Intervention de Général Christophe Gomart

Réunion du 26 mai 2016 à 14h30
Commission d'enquête relative aux moyens mis en œuvre par l'État pour lutter contre le terrorisme depuis le 7 janvier

Général Christophe Gomart, directeur du renseignement militaire :

Monsieur le président, monsieur le rapporteur, messieurs les députés, permettez-moi tout d'abord de vous dire l'honneur qui est le mien de m'exprimer devant vous aujourd'hui.

Je centrerai mon propos sur la DRM, les moyens qu'elle met en oeuvreen soutien de l'opération Chammal et ses relations avec les autres services de renseignement, avant de dresser un état de la situation au Levant.

La mission de la DRM est de fournir du renseignement d'intérêt militaire (RIM). Le RIM est la partie du renseignement qui s'intéresse aux parties des forces vives – États, organisations militaires ou paramilitaires, ou encore guérilla – et de l'environnement qui sont susceptibles d'avoir des conséquences sur nos forces et nos intérêts vitaux. Par le RIM il s'agit donc d'éclairer la décision des responsables politiques – le ministre de la défense, dont le DRM est le conseiller RIM – et des chefs militaires – chef d'état-major des armées (CEMA), auquel est subordonnée au premier chef la DRM – et d'appuyer nos forces armées dans leur manoeuvre en opérations et lorsqu'elles se préparent à être déployées.

Le défi de la DRM est donc de couvrir un spectre large : appuyer directement les opérations en cours – Barkhane, Sangaris, Daman et Chammal – en participant à la conception et à la conduite de la manoeuvre des forces engagées par la connaissance de l'adversaire – combien sont-ils, comment sont-ils organisés, quelles sont leurs capacités, leurs faiblesses ? –, maintenir une capacité d'anticipation pour planifier les opérations potentielles et être vigilants sur les théâtres potentiels d'opération dans des zones « crisogènes » – Libye, Nigeria, Ukraine, Yemen, Syrie où l'on s'apprêtait à bombarder fin août 2013 –, enfin contribuer à la veille stratégique indispensable à la définition des outils de notre dissuasion nucléaire et à la conception de nos armements par la connaissance des grandes puissances militaires potentiellement adverses.
· · ·
_CONSIGNE 1_
Traduisez en anglais cette phrase du texte de la page : « La mission de la DRM est de fournir du renseignement d'intérêt militaire (RIM). »
Le texte de la page et les lignes ci-après n'ont pas la même origine.

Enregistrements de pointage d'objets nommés
· · ·
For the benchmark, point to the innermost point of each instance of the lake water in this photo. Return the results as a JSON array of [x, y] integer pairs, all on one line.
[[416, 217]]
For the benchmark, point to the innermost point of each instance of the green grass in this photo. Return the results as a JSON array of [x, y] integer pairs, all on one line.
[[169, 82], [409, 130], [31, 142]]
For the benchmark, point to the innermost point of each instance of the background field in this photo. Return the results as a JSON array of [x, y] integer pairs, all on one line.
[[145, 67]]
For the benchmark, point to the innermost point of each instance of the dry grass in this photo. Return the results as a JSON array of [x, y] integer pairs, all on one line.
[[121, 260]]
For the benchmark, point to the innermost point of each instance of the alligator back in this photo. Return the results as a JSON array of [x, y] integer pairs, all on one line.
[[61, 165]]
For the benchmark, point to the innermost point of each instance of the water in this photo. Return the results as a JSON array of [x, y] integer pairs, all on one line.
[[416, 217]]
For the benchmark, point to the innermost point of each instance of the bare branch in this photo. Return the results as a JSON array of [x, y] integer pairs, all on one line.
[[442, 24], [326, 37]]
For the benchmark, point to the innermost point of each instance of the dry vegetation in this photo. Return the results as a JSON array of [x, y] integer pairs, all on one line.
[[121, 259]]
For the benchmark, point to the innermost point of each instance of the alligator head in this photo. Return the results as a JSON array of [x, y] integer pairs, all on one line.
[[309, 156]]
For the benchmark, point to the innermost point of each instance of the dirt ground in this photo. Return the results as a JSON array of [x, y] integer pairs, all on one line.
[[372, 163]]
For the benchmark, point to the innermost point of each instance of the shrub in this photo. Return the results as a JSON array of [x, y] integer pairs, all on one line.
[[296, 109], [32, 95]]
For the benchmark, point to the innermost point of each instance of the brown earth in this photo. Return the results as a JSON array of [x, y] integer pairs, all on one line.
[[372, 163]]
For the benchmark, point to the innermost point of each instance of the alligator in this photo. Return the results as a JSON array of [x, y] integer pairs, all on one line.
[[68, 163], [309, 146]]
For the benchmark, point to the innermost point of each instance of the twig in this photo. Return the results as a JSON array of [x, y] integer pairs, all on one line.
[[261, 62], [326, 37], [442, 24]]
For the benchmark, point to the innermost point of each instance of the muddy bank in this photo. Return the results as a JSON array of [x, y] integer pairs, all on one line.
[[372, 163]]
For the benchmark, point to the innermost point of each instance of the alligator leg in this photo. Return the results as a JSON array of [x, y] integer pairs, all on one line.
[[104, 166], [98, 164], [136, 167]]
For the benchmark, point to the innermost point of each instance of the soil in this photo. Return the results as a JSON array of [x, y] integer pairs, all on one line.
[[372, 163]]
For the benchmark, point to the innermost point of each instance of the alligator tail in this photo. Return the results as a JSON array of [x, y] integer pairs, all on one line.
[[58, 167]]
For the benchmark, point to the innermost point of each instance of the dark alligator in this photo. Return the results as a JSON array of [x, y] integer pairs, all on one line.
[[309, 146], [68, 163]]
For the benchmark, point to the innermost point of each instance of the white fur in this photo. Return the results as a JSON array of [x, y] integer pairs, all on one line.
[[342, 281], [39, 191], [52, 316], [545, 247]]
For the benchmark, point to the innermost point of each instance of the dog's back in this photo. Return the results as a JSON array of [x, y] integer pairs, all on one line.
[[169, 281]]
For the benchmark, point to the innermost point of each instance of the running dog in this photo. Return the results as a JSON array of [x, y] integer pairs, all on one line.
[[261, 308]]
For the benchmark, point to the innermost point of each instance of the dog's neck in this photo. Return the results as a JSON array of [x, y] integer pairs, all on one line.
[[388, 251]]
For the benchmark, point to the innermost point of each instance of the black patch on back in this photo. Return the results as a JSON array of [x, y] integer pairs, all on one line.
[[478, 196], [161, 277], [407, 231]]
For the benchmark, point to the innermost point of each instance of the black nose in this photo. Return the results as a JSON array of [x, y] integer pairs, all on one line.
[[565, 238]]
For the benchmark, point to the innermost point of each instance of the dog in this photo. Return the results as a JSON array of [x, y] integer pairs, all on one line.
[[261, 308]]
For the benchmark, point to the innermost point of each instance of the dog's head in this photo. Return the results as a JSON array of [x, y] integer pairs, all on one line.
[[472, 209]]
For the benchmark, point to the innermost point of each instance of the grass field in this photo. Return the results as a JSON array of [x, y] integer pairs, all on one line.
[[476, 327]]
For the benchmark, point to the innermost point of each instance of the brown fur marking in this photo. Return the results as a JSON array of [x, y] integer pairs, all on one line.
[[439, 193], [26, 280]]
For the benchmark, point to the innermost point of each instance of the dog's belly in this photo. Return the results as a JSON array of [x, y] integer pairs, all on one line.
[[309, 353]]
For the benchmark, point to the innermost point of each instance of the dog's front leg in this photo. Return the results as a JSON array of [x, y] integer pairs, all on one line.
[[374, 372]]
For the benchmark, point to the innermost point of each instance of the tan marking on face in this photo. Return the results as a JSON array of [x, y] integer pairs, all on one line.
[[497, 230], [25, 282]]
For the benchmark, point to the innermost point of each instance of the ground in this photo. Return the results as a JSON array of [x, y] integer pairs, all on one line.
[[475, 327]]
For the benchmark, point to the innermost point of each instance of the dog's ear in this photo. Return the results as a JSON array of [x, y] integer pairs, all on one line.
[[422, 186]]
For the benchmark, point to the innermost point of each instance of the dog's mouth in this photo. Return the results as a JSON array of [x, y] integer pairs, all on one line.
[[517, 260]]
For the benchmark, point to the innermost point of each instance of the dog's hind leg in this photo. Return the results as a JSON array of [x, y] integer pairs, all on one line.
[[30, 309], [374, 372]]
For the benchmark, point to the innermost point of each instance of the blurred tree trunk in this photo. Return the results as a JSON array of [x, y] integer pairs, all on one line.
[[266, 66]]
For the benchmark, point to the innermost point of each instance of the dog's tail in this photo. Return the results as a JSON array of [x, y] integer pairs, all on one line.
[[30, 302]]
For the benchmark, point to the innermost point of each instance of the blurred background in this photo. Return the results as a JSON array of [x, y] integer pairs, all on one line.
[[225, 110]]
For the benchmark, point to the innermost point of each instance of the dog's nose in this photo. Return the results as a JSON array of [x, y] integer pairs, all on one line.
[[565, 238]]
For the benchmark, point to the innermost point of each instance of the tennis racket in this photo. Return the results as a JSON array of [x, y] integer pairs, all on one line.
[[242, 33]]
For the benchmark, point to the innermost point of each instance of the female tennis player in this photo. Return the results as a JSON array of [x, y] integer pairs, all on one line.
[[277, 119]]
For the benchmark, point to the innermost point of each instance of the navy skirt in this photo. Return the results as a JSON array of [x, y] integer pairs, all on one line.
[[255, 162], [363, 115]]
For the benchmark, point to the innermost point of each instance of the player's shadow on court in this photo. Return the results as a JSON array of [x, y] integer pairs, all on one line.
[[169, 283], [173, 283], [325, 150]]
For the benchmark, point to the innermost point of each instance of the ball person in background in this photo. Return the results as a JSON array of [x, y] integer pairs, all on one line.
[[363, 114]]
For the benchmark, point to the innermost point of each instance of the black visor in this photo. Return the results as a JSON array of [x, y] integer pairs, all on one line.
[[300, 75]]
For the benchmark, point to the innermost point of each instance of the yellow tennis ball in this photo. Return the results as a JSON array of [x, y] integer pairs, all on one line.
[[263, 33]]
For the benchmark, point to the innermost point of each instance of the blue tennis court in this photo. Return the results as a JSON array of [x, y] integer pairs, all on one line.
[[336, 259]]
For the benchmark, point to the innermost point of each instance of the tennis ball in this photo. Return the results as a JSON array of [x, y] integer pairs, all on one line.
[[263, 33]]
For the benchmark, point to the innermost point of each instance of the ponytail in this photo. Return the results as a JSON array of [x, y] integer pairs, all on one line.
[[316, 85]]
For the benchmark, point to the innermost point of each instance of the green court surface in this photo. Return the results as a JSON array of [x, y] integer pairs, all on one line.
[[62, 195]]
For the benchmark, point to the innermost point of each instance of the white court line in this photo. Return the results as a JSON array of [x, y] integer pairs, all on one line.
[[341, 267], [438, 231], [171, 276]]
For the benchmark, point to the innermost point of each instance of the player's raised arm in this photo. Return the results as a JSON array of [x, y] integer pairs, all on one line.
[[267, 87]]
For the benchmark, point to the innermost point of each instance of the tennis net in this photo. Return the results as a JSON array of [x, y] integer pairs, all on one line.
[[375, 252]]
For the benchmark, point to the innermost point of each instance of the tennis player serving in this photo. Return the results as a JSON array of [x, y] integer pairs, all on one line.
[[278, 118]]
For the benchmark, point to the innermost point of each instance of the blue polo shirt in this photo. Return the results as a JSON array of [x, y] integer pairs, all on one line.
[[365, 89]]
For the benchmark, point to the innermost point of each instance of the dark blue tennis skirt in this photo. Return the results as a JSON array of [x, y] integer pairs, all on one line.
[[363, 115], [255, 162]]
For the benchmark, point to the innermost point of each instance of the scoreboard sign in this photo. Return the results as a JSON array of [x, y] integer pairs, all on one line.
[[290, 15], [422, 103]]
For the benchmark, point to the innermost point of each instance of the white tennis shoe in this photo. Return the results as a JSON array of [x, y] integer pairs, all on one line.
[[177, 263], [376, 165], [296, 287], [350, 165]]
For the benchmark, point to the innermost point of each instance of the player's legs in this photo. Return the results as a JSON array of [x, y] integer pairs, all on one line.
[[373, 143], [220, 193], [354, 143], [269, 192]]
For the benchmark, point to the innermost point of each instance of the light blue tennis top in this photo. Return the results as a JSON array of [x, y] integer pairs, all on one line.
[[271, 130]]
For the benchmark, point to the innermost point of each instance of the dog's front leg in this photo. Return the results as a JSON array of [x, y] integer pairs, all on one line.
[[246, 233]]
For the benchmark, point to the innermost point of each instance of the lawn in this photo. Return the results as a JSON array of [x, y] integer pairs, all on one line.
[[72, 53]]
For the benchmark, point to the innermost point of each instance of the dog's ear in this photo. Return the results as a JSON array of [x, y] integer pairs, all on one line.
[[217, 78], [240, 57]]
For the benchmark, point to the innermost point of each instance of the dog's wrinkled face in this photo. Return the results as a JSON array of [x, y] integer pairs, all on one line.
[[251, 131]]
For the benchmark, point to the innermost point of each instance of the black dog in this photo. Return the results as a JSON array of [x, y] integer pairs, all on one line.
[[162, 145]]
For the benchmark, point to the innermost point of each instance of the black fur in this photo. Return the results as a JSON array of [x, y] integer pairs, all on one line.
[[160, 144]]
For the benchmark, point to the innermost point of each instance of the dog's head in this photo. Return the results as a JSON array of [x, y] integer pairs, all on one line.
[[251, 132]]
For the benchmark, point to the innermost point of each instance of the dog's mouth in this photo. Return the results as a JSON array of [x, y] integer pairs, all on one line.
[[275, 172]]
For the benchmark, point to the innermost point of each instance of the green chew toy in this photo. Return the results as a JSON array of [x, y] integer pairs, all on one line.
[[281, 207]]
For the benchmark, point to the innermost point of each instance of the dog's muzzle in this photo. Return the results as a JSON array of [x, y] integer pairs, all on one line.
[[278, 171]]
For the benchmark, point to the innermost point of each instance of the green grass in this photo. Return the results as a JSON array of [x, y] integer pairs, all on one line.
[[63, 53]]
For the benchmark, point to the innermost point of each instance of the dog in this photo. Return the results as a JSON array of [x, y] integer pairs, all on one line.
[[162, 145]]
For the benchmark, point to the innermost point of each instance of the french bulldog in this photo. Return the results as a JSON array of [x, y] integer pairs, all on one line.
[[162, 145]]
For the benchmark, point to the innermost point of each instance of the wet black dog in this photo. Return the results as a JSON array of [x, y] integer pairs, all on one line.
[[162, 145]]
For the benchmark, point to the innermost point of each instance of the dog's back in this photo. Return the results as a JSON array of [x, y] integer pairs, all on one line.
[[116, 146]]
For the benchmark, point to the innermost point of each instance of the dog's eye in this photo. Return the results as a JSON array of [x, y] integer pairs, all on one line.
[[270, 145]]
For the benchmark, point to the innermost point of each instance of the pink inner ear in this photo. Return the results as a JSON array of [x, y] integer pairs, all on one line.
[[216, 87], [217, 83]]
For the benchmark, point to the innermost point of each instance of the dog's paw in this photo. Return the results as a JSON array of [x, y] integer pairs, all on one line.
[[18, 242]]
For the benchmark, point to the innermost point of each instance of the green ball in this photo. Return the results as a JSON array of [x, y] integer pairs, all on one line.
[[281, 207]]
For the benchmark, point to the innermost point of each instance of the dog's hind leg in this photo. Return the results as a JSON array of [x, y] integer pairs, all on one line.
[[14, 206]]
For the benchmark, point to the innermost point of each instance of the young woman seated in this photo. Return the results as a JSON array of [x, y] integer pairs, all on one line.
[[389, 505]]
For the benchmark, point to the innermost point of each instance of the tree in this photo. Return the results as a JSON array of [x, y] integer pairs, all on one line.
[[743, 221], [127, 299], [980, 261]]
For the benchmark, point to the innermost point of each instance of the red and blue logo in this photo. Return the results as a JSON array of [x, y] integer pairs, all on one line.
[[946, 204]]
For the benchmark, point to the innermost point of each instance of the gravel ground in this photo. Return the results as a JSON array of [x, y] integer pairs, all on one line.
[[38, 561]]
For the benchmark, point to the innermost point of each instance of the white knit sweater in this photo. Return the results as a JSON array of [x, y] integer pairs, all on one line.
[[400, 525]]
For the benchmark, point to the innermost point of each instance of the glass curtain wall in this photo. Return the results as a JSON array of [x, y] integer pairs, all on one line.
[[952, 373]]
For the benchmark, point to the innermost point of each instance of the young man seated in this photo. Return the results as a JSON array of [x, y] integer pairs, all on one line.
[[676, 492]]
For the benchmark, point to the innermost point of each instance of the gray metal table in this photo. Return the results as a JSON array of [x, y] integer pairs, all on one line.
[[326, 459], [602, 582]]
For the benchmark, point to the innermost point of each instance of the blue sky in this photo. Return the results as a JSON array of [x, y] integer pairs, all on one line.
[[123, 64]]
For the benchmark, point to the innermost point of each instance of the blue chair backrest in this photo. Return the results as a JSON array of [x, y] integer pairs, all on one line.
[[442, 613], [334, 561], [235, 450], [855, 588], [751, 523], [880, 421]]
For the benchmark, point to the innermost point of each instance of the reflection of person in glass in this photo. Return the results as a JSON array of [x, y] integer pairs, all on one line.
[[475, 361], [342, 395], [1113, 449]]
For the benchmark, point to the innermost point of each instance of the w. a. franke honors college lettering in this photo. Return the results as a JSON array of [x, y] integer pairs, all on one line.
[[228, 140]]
· · ·
_CONSIGNE 2_
Mettez sous forme de liste JSON de chaînes, à raison d'une chaîne par ligne et sans lignes vides, les lignes de pointage en commençant par celle qui contient « the dog's belly » et en terminant par celle qui contient « [[497, 230], [25, 282]] ».

_RÉPONSE COMPLÈTE 1_
The mission of the DRM is to provide intelligence of military interest (RIM).

_RÉPONSE COMPLÈTE 2_
[
  "For the benchmark, point to the innermost point of each instance of the dog's belly in this photo. Return the results as a JSON array of [x, y] integer pairs, all on one line.",
  "[[309, 353]]",
  "For the benchmark, point to the innermost point of each instance of the dog's front leg in this photo. Return the results as a JSON array of [x, y] integer pairs, all on one line.",
  "[[374, 372]]",
  "For the benchmark, point to the innermost point of each instance of the tan marking on face in this photo. Return the results as a JSON array of [x, y] integer pairs, all on one line.",
  "[[497, 230], [25, 282]]"
]